-- start --

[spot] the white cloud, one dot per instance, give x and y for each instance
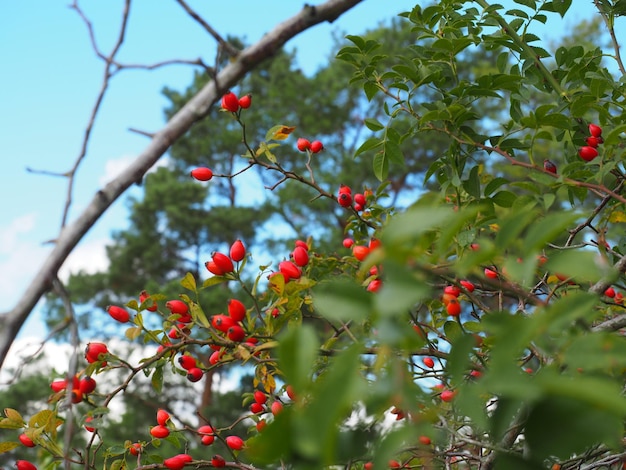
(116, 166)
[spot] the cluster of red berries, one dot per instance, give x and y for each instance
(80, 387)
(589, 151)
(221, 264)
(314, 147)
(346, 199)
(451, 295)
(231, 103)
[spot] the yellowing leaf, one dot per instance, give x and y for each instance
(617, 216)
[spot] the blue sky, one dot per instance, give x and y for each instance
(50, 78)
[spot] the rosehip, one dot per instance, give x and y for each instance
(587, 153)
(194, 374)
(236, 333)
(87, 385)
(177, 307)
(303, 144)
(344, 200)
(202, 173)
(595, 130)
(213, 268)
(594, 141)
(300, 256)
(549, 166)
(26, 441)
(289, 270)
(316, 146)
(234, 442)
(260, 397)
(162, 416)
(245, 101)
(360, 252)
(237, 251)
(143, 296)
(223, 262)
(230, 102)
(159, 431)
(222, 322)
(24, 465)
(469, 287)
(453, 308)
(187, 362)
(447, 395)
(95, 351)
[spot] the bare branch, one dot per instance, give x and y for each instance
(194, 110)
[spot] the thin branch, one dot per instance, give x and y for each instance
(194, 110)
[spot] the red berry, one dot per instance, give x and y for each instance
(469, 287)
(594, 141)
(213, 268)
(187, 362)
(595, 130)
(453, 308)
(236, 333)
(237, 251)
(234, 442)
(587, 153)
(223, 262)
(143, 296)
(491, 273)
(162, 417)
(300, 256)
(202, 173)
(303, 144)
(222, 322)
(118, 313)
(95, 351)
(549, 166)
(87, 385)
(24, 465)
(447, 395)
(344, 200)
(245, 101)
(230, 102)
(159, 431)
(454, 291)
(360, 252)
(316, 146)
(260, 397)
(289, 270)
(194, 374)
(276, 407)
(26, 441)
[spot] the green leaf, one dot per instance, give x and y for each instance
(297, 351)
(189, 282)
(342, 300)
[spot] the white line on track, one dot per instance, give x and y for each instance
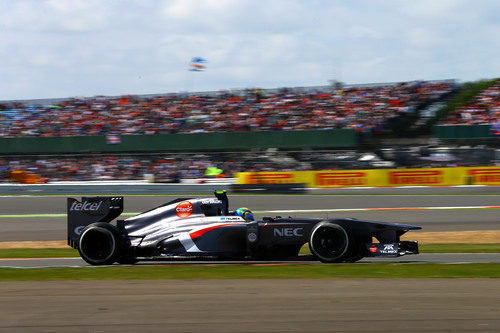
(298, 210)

-- end --
-- start --

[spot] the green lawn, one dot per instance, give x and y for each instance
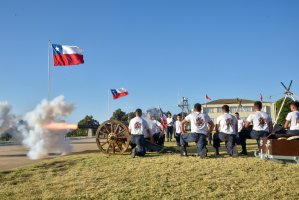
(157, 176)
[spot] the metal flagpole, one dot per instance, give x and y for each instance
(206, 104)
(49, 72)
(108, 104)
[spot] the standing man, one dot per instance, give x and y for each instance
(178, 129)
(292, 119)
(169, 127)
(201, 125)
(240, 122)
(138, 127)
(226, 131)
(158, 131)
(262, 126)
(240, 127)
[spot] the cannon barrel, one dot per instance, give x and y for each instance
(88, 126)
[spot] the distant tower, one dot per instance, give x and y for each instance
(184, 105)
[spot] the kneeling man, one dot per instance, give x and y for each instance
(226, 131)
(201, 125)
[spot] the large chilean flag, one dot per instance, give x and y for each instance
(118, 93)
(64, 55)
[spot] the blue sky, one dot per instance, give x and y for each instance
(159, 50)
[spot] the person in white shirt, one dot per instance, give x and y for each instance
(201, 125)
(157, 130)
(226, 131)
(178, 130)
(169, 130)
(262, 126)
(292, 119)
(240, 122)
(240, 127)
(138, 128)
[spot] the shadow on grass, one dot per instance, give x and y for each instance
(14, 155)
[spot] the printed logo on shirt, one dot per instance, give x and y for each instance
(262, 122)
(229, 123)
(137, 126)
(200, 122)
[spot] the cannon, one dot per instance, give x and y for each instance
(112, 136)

-- end --

> **Problem description**: Locate every line in the data above that contains the string "shirt" and copy each one. Matching is case-sensitive.

> **Solution to the exercise**:
[spot] the person in white shirt, one dot per instance, give x and y for each instance
[spot] the printed logo on shirt, one dot per instance, give x and y for each instance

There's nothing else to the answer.